PROMPT
Restate the lines exactly, starting at the line that contains "For every instance of the gtcarlot.com" and finishing with the final line of the records.

DATA TO USE

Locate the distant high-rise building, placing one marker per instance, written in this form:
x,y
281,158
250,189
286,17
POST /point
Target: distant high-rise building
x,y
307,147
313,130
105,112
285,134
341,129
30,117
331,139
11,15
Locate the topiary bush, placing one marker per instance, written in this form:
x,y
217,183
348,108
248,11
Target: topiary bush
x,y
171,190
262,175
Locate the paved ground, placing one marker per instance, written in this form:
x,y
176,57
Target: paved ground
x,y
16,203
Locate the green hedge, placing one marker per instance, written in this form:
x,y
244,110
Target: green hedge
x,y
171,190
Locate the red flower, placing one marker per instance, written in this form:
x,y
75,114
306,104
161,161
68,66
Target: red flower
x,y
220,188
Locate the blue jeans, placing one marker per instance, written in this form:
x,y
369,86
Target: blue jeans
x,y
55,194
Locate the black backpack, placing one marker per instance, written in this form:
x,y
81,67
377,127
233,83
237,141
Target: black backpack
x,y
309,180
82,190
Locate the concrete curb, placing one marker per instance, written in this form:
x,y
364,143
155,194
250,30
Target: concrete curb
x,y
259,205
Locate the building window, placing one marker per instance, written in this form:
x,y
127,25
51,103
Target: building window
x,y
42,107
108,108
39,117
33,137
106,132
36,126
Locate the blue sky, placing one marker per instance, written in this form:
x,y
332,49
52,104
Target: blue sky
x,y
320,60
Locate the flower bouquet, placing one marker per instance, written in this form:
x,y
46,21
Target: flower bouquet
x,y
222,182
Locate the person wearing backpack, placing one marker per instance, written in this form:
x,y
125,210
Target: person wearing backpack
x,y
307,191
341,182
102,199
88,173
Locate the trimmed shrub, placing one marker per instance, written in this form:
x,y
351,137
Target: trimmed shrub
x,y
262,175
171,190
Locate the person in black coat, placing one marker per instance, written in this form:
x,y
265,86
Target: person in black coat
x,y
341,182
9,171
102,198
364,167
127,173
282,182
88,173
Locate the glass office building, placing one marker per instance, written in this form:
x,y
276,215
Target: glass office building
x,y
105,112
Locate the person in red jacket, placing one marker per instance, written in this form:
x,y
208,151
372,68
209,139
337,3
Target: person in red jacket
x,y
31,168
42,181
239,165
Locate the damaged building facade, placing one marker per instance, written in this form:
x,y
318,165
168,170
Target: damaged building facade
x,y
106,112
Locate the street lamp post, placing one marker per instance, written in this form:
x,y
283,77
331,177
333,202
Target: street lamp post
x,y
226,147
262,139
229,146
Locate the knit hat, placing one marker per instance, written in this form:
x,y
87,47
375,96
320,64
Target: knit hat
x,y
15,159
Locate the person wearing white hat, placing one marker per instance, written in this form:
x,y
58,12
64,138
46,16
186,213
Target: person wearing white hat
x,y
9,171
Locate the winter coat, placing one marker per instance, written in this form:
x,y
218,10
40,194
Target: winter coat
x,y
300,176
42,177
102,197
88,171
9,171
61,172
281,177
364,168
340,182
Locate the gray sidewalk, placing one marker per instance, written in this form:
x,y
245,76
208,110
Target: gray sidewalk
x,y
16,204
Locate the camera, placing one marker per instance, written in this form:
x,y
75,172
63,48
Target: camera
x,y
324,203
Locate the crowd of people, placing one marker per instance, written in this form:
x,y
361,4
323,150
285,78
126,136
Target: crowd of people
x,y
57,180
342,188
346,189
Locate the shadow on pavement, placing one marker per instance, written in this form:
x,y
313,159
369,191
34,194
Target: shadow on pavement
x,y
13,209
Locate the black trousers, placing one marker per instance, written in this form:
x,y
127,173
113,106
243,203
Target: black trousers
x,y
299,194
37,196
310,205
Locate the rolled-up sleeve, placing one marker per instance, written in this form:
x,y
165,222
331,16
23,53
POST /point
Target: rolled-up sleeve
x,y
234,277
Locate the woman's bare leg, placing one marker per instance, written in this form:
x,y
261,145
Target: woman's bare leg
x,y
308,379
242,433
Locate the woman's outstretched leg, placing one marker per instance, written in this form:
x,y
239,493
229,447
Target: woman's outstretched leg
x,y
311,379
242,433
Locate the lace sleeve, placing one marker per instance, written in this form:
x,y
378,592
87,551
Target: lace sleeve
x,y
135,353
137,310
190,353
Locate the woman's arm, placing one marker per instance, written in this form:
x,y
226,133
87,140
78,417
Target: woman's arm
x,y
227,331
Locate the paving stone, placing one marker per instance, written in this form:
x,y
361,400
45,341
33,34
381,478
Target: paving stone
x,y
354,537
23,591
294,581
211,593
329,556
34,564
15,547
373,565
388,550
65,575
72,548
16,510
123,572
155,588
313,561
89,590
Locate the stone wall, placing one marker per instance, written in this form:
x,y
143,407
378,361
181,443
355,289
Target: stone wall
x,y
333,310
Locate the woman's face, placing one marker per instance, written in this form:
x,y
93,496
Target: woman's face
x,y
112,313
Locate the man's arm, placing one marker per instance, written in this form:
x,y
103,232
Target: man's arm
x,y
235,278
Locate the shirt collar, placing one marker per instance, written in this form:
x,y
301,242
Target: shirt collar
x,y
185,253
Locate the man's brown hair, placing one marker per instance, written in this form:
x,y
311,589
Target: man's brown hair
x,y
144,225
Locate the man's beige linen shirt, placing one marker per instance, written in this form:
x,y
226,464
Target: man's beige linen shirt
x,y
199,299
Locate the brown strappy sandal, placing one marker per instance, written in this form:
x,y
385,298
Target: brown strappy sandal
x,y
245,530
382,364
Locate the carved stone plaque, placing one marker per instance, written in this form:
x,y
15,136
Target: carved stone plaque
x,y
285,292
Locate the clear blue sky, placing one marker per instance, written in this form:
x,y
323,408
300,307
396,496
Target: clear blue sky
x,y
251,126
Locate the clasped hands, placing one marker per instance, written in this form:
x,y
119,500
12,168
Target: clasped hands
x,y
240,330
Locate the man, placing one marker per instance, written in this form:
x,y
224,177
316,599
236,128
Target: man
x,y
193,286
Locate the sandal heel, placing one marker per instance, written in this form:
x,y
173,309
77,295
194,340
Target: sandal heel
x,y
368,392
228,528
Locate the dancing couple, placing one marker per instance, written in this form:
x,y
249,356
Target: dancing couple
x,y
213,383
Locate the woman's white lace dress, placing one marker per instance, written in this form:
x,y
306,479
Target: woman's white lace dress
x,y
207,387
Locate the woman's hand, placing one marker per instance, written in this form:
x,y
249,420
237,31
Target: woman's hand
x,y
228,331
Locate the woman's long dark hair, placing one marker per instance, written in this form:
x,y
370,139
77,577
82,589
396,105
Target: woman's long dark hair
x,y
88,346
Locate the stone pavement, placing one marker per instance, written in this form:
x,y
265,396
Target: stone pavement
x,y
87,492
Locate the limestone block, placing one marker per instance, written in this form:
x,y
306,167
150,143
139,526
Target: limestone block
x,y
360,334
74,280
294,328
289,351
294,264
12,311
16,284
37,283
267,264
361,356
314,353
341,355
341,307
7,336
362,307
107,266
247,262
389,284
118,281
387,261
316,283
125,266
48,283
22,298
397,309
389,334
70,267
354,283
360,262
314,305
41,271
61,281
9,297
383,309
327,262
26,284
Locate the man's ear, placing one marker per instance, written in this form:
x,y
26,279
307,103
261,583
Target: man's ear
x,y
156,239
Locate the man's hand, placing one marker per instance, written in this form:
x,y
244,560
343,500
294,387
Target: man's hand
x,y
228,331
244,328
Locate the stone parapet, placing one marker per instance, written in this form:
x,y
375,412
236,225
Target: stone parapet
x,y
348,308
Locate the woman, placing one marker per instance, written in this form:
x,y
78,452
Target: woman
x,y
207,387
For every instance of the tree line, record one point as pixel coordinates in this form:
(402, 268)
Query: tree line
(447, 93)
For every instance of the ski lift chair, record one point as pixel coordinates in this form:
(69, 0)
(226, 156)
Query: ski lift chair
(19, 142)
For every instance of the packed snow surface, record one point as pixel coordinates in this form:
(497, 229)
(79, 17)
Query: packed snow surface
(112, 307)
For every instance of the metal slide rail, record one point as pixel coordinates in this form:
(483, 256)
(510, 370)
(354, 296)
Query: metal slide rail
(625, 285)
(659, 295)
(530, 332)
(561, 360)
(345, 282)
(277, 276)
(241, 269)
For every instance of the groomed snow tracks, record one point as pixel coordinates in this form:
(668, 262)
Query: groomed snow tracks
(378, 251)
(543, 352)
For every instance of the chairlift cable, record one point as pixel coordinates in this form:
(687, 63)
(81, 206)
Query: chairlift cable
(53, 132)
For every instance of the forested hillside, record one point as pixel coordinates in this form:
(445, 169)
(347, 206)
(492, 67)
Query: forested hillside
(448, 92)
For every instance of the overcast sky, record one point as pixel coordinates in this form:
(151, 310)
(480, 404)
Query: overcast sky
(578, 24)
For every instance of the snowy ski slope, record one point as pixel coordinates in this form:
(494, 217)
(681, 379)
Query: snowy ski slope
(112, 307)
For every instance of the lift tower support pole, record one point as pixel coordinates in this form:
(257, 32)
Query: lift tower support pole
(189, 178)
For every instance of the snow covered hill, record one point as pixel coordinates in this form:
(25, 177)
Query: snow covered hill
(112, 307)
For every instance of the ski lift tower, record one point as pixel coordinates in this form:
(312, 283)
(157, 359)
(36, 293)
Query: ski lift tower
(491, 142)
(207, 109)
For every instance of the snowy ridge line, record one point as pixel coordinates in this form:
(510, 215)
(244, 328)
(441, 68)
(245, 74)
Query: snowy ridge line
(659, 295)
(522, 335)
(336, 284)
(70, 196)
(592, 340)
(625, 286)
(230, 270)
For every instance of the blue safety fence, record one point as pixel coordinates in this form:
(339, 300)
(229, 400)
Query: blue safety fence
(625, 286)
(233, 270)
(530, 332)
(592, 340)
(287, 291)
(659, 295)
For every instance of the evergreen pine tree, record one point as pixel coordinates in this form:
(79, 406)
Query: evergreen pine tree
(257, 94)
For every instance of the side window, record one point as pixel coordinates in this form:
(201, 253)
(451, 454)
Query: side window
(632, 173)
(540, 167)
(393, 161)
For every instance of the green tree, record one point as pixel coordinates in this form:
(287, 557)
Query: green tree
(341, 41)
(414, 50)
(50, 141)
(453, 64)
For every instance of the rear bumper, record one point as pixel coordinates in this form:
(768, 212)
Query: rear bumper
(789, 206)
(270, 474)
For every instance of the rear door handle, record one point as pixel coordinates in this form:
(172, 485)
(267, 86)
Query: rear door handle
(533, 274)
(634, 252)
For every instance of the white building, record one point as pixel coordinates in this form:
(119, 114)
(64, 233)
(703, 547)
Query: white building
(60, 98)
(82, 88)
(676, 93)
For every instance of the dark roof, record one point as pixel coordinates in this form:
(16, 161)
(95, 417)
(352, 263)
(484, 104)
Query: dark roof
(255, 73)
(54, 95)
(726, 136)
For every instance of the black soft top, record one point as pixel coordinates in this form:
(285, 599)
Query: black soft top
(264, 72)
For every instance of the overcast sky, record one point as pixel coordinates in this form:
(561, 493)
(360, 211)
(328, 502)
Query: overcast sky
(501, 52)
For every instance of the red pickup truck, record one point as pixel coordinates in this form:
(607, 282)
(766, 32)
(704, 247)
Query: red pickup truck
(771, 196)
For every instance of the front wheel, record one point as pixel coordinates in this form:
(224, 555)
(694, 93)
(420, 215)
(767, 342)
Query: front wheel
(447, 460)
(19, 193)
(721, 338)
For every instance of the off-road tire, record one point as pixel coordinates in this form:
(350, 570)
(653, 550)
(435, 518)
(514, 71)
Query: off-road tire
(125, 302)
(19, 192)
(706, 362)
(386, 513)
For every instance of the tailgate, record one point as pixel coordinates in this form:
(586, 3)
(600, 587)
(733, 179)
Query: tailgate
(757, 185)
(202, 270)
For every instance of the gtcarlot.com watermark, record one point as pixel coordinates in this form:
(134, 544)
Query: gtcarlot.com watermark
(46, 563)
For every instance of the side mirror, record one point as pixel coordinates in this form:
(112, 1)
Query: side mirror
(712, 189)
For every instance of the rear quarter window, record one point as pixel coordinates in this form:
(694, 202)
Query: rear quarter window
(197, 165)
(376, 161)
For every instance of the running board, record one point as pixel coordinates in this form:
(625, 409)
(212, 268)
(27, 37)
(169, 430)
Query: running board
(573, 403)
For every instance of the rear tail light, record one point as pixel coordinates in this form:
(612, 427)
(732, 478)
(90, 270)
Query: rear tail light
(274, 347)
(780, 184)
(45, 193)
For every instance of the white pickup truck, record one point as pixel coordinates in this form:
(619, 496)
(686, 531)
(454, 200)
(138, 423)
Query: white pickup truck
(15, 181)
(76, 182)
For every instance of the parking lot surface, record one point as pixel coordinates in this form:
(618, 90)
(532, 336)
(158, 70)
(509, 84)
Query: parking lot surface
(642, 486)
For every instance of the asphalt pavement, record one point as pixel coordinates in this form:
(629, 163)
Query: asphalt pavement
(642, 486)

TASK RESULT
For every instance of the gtcarlot.com watermark, record one point as pixel coordinates in this form:
(134, 544)
Query: gtcarlot.com watermark
(46, 563)
For every instance of the side mirror, record one point as pixel coordinates in this form:
(112, 1)
Query: side mirror
(712, 189)
For every instance of the rear quarter window, record one point as pixel coordinates in this form:
(694, 202)
Query: rear quarter window
(197, 165)
(376, 161)
For every instance of the running board, record one point as pixel coordinates in this form:
(625, 409)
(212, 268)
(27, 37)
(169, 430)
Query: running board
(573, 403)
For every instance of the rear tail light, record one point as pixel coordinates in this form:
(612, 427)
(732, 478)
(90, 270)
Query: rear tail light
(274, 347)
(780, 184)
(45, 193)
For every instance of the white pickup truck, record one point as pixel coordinates in this form:
(619, 496)
(686, 531)
(454, 200)
(138, 423)
Query: white pickup truck
(15, 181)
(76, 182)
For every instance of the parking lot surface, record one point as pixel coordinates in this form:
(618, 90)
(532, 336)
(158, 70)
(509, 84)
Query: parking lot surface
(642, 486)
For every instance of the asphalt pavement, record one point as pixel coordinates in this form:
(629, 163)
Query: asphalt pavement
(642, 486)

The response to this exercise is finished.